Thanks D. I can look up Wikipedia or any other source. I was hoping you would illuminate me, and I don't mean that sarcastically. In fact I did read up on the time dilatation and all I find in it is something that is regularly misinterpreted by everyone, imo.

I understand that, depending on your measuring tool and conditions, the results will vary. If my meter stick is half as long as yours, it will take me twice as many measurements (and probable longer time) to measure the same distance! That the point is that this doesn't change the absolute length of the object measured.

If time is entirely an arbitrary result of our tools and conditions, then time is not a real entity but a relative measurement which means space can be defined by simple geometry without any time in it (in fact, a perfect vacuum should have no time in it since nothing changes).

The reason I asked how did Einstein define the speed of light is because in it there must be time. And since it is a constant (in vacuum), then which time did he use (knowing that space is not just vacuum)? How can the speed of light be a constant (absolute) if the time is relative?

This is like the photon particle theory of light. Electromagnetic radiation behaves like waves and particles at the same time. The former is shown by the diffraction pattern, and the latter by reflection. Obviously it is both wave and particle like (in our reference world), but the true nature of it is incomprehensible to us at this stage of our evolutionary capacity, and it may never become.
--------------------------------------------------
DIRECTIVES:
(a) Answer these questions using the passage on time dilation:
(i) If the writer's meter stick is half as long as the other person's, how many times as many measurements does the writer say it will take?
(ii) What does the writer say a perfect vacuum should have none of, and for what reason?
(iii) Which phenomenon does the writer say shows that electromagnetic radiation behaves like particles?
(b) Extend the passage on time dilation, picking up after its last sentence.

Entries from a dataset:
--------------------------------------------------
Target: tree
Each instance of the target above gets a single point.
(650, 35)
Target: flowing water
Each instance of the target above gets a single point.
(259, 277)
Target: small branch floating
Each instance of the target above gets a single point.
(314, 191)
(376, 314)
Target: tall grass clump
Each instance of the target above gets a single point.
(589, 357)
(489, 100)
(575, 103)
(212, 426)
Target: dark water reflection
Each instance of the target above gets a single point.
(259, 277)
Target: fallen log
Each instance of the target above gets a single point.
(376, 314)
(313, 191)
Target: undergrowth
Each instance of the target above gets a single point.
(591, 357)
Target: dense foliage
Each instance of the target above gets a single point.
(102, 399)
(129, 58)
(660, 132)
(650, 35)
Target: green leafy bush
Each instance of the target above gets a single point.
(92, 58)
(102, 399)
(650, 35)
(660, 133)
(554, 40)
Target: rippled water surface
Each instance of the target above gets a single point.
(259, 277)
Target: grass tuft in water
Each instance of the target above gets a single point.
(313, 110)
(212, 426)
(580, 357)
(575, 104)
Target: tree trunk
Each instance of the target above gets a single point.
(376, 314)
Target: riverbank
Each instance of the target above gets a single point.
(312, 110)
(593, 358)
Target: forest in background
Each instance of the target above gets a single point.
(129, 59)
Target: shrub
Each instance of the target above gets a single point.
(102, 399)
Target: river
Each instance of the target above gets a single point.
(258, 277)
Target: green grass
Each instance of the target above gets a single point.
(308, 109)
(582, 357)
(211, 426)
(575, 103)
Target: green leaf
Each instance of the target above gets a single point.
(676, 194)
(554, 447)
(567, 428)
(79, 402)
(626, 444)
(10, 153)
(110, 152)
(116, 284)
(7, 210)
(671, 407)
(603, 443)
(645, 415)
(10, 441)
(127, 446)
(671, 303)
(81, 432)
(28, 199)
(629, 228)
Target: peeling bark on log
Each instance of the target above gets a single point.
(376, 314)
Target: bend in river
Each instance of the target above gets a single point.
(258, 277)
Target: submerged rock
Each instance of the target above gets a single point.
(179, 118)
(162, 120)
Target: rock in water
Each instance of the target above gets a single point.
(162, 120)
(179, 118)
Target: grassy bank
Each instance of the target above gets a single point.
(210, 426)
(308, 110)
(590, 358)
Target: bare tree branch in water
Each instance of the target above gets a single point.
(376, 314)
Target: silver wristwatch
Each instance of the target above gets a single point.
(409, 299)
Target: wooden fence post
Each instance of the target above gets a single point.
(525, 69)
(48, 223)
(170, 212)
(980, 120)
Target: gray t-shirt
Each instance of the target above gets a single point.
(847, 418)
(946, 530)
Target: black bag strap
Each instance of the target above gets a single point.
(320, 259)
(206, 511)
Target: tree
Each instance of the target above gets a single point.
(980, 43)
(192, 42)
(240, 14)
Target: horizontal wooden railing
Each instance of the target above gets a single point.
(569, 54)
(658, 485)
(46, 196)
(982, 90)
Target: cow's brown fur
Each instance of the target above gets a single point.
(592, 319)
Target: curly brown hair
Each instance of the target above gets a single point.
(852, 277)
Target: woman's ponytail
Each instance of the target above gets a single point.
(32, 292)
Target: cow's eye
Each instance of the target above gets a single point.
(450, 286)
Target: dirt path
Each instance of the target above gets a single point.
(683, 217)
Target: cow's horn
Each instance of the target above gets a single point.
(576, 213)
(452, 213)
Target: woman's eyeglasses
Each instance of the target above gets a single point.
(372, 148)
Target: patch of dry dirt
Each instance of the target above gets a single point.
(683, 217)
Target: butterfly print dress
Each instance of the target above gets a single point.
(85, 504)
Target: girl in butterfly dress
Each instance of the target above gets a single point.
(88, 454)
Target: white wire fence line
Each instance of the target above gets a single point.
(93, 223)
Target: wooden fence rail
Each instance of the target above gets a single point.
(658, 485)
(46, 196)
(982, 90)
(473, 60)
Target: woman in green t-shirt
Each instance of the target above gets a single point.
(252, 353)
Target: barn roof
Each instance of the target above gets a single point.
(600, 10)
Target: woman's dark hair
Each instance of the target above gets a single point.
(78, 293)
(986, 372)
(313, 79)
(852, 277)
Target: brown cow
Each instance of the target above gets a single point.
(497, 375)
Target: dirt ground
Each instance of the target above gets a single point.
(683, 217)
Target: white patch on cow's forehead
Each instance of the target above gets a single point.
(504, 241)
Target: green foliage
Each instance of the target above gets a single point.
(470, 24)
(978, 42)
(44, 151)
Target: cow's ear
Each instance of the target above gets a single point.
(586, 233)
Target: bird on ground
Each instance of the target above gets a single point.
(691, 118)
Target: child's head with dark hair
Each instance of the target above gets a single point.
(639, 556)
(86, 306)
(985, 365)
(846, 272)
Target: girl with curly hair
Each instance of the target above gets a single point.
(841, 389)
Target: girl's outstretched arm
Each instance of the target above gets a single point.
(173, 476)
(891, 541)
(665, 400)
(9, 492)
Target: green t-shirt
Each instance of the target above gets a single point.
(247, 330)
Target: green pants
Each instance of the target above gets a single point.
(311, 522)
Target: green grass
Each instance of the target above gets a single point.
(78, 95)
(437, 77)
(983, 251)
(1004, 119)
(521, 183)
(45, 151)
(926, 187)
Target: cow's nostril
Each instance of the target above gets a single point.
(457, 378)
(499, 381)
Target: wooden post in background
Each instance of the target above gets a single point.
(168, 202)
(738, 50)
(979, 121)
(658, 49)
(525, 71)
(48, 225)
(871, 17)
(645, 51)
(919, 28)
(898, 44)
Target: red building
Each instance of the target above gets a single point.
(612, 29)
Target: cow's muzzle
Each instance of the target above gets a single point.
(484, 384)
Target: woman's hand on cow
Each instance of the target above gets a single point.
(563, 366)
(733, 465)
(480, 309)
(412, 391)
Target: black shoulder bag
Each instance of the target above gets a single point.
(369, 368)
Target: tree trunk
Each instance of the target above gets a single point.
--------------------------------------------------
RESPONSE LIST:
(a)
(i) Twice as many.
(ii) Time, since nothing changes in it.
(iii) Reflection.

(b)
So, with all due respect to the minds that created the quantum and relativity science (they were no gods and their work is not divine, and therefore they shouldn't be treated as such), I think they themselves didn't understand it any more than we do.

We only know about it because our working models account for it, the way Potlemy's navigational system works to this day regardless of the erroneousness of his geocentric framework. I think it's best to leave these concepts out of rational discussions.

We necessarily see the world as it is from our perspective and our limitations. It doesn't mean that's how it really is. Only how we see it. That's' the world we have to live in. We can never say it's how the world really is. More importantly, we must never believe it!

Just as snails have to live in theirs; to them gravity means very little, but surface tension means a heck of a lot more then to us! To each his own. I prefer to live in here and now, within my capacities. That's the only reality I know.

1,334 posted on 02/10/2011 10:50:34 PM PST by kosta50 ("Spirit of Spirit....give me over to immortal birth so that I may be born again" -- pagan prayer)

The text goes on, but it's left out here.